_EXERCISE OBJECTIVE_. According to the discussion of time and timekeeping below, why did timekeeping become more accurate over time?

We perceive everything changing because a static universe is inconceivable, but we also see hints of one such as Mach's Conjecture because the only thing we can ultimately know is that we know nothing. Mother nature's sense of humor is every bit as wicked as she can be beautiful. This also explains things such as why its impossible to achieve a perfect vacuum, the speed of light, etc. as all merely the fact a context without any significant content and vice versa is simply a contradiction.
Its "speed" is simply a measurement of one change or motion against another change or motion.
The first man to make an appointment invented timekeeping. All the ancient civilisations had some kind of timekeeping. As those civilisations became more sophisticated in terms of needing meetings, arranging events, and travelling, timekeeping became more accurate. The monastic orders that arose from Christianity, in Europe particularly, increased the demand for yet more exact timekeeping leading to the first clocks.
Time keeping was needed by farmers to know when to plant crops. It was a matter of keeping track of the days with astrological charts, monuments on the ground, and things like that. The day was divided by morning, noon, and evening. Then the day was divided into hours with the sundial.
But I wonder if they thought that each new day is a new day or as the same day restarting all over, same chores, (milk the cow, pitch the hay, plant, hoe...) with nothing new....time as the cycle/rhythm of life, and the monuments marking the return of something already started rather than the forward progression of time? Maybe it became progressive once trading with others became normalized.
Over half the world doesn't perceive time as linear as westerners do. It is more organic and there are times when time behaves more like it has a life of its own. This is something tribal hippies experience frequently, but few other westerners. It is the greater context determining its own content or what can appear to be synergy normalizing itself. The future can be viewed as both static juxtapositions and flow dynamics or bandwidth capacity that increases and decreases in different ways including metamorphic effects.
Constructal Theory by Adrian Bejan is closer to the issue by western philosophical standards and has been proposed as an amendment to the second law of thermodynamics.
Seasons and other variations such as the position of stars and phases of the moon make that extremely unlikely, I would have thought.
Though possibly not far out enough!
Any chance we could get a moratorium on you invoking quantum mechanics (which you clearly don't understand) in ways that make no sense and do not advance your argument a jot?
Yes... and if one is foolishly brazen enough to issue grand pronouncements on the nature of time, he should at least mention relativity!

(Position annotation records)
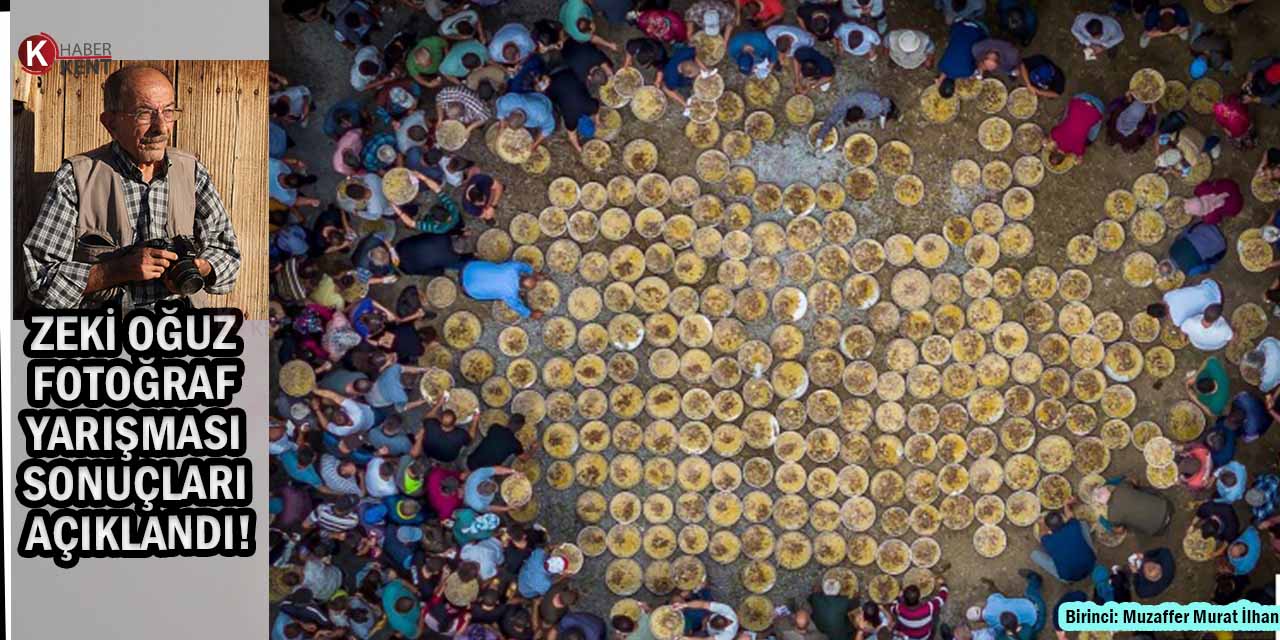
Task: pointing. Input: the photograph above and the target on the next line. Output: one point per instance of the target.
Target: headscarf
(1130, 118)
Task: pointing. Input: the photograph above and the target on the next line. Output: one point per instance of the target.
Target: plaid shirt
(474, 108)
(56, 280)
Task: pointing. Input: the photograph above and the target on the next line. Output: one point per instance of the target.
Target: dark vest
(104, 220)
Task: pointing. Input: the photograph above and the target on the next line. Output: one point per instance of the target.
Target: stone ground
(1066, 205)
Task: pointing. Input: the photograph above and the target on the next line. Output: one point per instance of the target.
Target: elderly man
(95, 237)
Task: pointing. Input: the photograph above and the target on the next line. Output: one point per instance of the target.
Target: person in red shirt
(1196, 467)
(762, 13)
(1077, 129)
(1215, 200)
(442, 492)
(661, 24)
(915, 620)
(1233, 115)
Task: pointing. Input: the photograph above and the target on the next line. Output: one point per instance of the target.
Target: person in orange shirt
(762, 13)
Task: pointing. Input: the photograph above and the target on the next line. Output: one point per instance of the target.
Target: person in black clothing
(517, 624)
(1229, 588)
(488, 608)
(1042, 76)
(1217, 520)
(574, 101)
(498, 446)
(812, 69)
(588, 62)
(645, 53)
(307, 10)
(1152, 572)
(821, 19)
(444, 439)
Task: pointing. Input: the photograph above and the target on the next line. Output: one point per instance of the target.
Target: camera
(183, 273)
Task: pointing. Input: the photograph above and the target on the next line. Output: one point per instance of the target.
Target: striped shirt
(334, 480)
(872, 104)
(917, 622)
(330, 521)
(56, 280)
(474, 109)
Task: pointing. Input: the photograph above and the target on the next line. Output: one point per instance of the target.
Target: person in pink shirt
(346, 155)
(1233, 115)
(661, 24)
(1215, 201)
(1196, 467)
(442, 492)
(1078, 127)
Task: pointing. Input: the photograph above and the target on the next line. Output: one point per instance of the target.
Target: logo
(39, 54)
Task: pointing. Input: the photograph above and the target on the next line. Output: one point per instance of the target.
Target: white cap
(711, 23)
(556, 565)
(909, 41)
(402, 99)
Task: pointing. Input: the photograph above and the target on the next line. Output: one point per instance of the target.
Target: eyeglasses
(146, 115)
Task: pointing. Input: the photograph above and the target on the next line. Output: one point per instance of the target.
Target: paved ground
(1066, 205)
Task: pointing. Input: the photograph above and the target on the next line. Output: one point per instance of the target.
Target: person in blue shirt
(1242, 556)
(533, 112)
(1230, 481)
(488, 280)
(1065, 552)
(956, 62)
(1221, 443)
(956, 10)
(1169, 19)
(753, 51)
(480, 489)
(403, 609)
(1018, 19)
(300, 465)
(1248, 416)
(676, 77)
(403, 511)
(539, 572)
(1013, 626)
(812, 69)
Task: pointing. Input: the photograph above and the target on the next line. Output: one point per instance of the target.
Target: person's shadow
(28, 192)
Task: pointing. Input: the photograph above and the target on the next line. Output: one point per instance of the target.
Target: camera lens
(186, 277)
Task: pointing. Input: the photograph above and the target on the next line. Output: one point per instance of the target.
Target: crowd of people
(387, 512)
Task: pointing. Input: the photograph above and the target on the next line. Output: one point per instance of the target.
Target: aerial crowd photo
(771, 319)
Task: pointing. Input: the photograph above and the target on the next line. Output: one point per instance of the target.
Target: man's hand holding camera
(141, 264)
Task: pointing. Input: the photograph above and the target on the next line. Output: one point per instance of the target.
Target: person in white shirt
(1185, 302)
(1097, 33)
(1262, 364)
(858, 40)
(721, 622)
(910, 49)
(1207, 330)
(787, 39)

_WORKED SOLUTION_. Timekeeping grew more accurate as civilizations became more sophisticated in needing meetings, arranging events, and traveling. Later, the monastic orders that arose from Christianity, particularly in Europe, raised the demand for even more exact timekeeping, which led to the first clocks.